DOCUMENT EXTRACT:
---*---
Alberto Yáñez Boyer, Ramón y Cajal researcher at BIOTECMED (Interdisciplinary Research Structure in Biotechnology and Biomedicine) and the Department of Microbiology and Ecology at the University of Valencia (UV), participates in a study on the C9orf72 gene and its mutations in the immune system.
The paper suggests that inhibiting activation of the STING protein could be a new therapeutic strategy to treat patients with C9orf72 mutations with frontotemporal dementia (FTD) and hereditary amyotrophic lateral sclerosis (ALS).
Mutations in the C9orf72 gene are the most common known causes of frontotemporal dementia (FTD) and hereditary amyotrophic lateral sclerosis (ALS), a progressive neurodegenerative disease that rapidly affects motor neurons in the brain and spinal cord, which stop sending messages to muscles, causing muscle weakening and inability to move. Mutations of this gene in patients cause both the production of toxic proteins and the decrease in the expression of the C9orf72 gene.
---*---
PROVIDED DATA:
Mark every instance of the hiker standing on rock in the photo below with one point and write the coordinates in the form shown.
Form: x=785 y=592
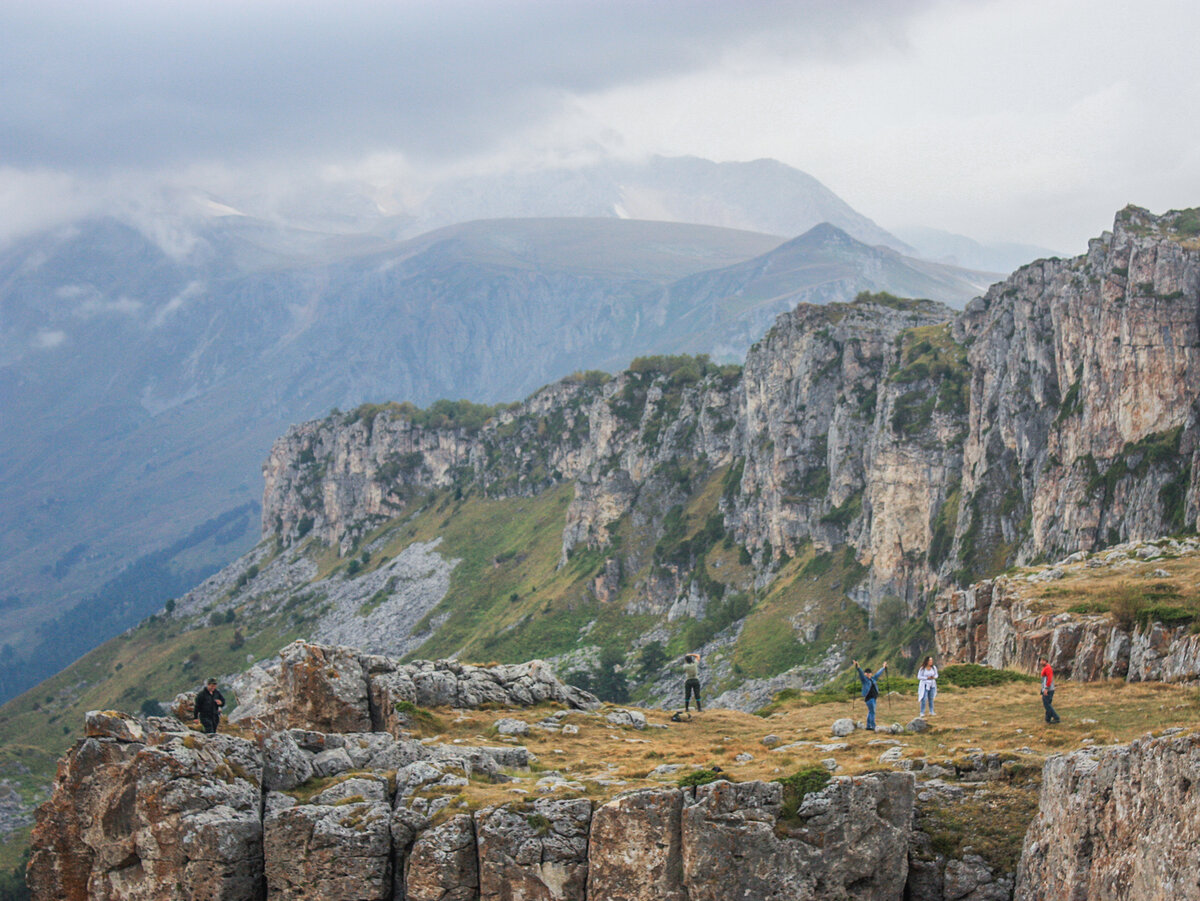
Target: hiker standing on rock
---*---
WORK TO COMPLETE: From the passage on the C9orf72 gene study, reproduce word for word the text between "Alberto Yáñez Boyer, Ramón" and "lateral sclerosis (ALS).", inclusive.

EXERCISE RESPONSE:
Alberto Yáñez Boyer, Ramón y Cajal researcher at BIOTECMED (Interdisciplinary Research Structure in Biotechnology and Biomedicine) and the Department of Microbiology and Ecology at the University of Valencia (UV), participates in a study on the C9orf72 gene and its mutations in the immune system.
The paper suggests that inhibiting activation of the STING protein could be a new therapeutic strategy to treat patients with C9orf72 mutations with frontotemporal dementia (FTD) and hereditary amyotrophic lateral sclerosis (ALS).